=== Requirement ===
Please pick out each line of the material that contains the word "Mark" and copy those lines.

## START Data entries

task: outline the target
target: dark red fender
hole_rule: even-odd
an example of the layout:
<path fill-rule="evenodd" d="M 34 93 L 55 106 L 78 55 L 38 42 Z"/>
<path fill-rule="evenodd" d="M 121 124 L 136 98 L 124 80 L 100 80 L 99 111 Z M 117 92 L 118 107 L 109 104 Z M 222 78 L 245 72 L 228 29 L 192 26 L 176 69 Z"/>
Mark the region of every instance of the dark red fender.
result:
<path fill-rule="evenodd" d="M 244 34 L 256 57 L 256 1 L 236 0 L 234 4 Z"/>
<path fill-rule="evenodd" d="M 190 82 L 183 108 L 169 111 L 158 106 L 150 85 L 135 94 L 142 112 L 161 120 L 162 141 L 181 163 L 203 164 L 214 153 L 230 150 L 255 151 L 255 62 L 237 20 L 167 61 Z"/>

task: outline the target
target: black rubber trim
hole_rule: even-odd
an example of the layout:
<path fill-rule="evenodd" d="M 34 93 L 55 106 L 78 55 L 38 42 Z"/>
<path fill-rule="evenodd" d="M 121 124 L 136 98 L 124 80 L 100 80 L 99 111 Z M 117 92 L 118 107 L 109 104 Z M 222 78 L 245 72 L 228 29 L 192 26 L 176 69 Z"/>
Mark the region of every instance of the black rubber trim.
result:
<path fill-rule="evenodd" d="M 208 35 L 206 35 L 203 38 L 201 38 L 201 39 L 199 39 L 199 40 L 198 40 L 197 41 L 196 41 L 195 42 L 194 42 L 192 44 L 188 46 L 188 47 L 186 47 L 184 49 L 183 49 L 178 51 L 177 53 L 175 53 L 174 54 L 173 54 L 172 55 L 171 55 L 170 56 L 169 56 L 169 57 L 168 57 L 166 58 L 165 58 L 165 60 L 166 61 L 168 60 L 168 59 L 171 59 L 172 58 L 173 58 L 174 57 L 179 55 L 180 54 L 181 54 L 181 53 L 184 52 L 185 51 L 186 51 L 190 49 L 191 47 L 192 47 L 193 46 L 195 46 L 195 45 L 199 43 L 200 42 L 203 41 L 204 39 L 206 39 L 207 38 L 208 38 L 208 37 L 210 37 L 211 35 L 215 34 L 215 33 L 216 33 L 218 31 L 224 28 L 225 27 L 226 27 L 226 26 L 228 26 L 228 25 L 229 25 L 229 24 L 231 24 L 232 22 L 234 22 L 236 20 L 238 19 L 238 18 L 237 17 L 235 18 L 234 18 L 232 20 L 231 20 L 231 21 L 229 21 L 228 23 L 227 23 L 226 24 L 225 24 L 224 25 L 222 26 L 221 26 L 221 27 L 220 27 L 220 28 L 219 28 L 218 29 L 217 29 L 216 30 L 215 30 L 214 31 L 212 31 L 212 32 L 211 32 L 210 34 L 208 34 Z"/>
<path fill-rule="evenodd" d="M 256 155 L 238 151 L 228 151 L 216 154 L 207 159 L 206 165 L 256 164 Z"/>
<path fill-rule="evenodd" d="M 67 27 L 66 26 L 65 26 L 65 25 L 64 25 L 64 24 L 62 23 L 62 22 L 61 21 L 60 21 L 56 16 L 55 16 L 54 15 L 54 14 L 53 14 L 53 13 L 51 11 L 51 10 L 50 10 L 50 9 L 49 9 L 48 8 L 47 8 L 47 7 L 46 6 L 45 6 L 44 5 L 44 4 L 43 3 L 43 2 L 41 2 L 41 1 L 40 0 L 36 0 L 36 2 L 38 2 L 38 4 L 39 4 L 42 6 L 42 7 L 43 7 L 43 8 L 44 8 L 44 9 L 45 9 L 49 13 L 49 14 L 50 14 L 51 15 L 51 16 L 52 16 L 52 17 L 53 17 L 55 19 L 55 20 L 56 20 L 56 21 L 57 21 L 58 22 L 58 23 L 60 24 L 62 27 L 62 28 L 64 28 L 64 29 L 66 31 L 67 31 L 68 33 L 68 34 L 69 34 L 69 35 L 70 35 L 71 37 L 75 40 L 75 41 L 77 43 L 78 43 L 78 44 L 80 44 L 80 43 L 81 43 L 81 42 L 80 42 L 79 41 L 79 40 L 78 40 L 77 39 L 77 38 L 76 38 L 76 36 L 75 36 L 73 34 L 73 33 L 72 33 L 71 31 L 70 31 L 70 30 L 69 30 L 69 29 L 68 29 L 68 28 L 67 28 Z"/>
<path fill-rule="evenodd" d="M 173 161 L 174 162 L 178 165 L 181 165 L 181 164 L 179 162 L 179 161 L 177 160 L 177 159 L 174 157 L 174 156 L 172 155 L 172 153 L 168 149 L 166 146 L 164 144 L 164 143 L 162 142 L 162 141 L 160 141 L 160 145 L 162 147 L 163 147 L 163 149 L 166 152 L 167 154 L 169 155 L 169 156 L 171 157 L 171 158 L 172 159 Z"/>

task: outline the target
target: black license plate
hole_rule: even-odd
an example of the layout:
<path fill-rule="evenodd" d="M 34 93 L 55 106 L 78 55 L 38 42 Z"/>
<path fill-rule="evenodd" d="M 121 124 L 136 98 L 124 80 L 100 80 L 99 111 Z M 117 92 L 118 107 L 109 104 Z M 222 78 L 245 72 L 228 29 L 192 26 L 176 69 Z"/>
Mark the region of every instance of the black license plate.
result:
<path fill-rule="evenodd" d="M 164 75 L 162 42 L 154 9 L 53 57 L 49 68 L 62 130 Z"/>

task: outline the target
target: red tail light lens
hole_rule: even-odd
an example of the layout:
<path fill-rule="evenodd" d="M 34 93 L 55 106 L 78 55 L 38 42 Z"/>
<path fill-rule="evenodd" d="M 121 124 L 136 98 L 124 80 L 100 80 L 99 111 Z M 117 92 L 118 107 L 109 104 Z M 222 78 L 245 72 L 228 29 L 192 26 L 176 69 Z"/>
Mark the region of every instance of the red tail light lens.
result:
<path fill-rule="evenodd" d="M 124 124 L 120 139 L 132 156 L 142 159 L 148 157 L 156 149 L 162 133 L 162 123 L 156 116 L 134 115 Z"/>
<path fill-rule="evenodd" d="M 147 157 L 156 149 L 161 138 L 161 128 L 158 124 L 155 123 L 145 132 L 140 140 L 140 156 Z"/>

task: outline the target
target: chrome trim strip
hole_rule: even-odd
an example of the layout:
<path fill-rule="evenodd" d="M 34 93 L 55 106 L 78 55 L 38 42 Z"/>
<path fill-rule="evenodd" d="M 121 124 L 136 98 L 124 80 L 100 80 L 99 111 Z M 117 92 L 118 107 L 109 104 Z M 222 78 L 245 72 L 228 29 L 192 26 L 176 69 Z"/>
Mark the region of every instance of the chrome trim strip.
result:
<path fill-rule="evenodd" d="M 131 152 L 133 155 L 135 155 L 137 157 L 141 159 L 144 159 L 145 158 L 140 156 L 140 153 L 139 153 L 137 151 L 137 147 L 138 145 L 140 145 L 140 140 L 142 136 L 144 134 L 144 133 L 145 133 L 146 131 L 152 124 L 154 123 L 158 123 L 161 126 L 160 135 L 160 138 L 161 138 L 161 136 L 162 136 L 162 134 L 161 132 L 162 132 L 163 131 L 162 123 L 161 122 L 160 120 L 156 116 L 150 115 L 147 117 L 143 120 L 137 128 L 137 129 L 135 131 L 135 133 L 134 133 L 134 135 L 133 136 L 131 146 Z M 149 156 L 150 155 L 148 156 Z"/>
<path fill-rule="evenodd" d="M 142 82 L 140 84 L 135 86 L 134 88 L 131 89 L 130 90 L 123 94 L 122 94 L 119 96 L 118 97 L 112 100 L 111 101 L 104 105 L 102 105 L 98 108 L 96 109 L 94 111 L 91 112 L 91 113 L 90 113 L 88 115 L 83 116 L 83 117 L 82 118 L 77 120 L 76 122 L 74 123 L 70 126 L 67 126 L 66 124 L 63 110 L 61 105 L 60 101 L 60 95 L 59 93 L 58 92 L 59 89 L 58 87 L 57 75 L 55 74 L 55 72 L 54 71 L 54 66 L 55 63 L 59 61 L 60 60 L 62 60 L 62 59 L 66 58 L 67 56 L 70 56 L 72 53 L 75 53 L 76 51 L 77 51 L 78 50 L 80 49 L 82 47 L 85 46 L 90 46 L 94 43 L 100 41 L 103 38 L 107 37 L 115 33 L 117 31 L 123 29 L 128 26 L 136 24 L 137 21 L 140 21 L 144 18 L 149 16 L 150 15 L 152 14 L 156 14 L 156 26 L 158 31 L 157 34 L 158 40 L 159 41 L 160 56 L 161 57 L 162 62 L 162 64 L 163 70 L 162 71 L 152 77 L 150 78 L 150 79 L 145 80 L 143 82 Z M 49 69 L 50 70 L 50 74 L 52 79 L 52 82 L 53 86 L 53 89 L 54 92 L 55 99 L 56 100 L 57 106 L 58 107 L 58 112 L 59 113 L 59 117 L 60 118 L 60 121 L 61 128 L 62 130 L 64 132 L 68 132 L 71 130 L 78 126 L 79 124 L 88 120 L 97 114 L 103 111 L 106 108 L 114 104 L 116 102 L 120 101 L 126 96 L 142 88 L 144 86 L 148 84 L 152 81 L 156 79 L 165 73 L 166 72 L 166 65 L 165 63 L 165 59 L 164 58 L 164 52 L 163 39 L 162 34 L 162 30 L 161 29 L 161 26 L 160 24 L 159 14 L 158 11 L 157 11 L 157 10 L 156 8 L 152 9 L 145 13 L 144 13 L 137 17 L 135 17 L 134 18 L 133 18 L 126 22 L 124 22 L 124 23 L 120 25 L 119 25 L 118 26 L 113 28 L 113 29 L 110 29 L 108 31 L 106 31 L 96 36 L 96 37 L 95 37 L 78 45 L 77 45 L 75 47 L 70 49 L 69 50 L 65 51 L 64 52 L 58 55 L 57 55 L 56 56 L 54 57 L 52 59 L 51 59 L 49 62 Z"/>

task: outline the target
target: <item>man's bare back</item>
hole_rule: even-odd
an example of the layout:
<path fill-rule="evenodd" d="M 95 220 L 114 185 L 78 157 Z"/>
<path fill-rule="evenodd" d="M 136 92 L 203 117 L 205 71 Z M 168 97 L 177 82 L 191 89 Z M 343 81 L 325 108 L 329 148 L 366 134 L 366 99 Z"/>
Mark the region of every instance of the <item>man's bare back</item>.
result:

## END Data entries

=== Worked answer ===
Mark the region of every instance of the dark red fender.
Mark the region of every instance of the black rubber trim.
Mark the region of every instance of the black license plate.
Mark the region of every instance of the red tail light lens.
Mark the region of every instance of the chrome trim strip.
Mark the region of every instance of the <item>man's bare back</item>.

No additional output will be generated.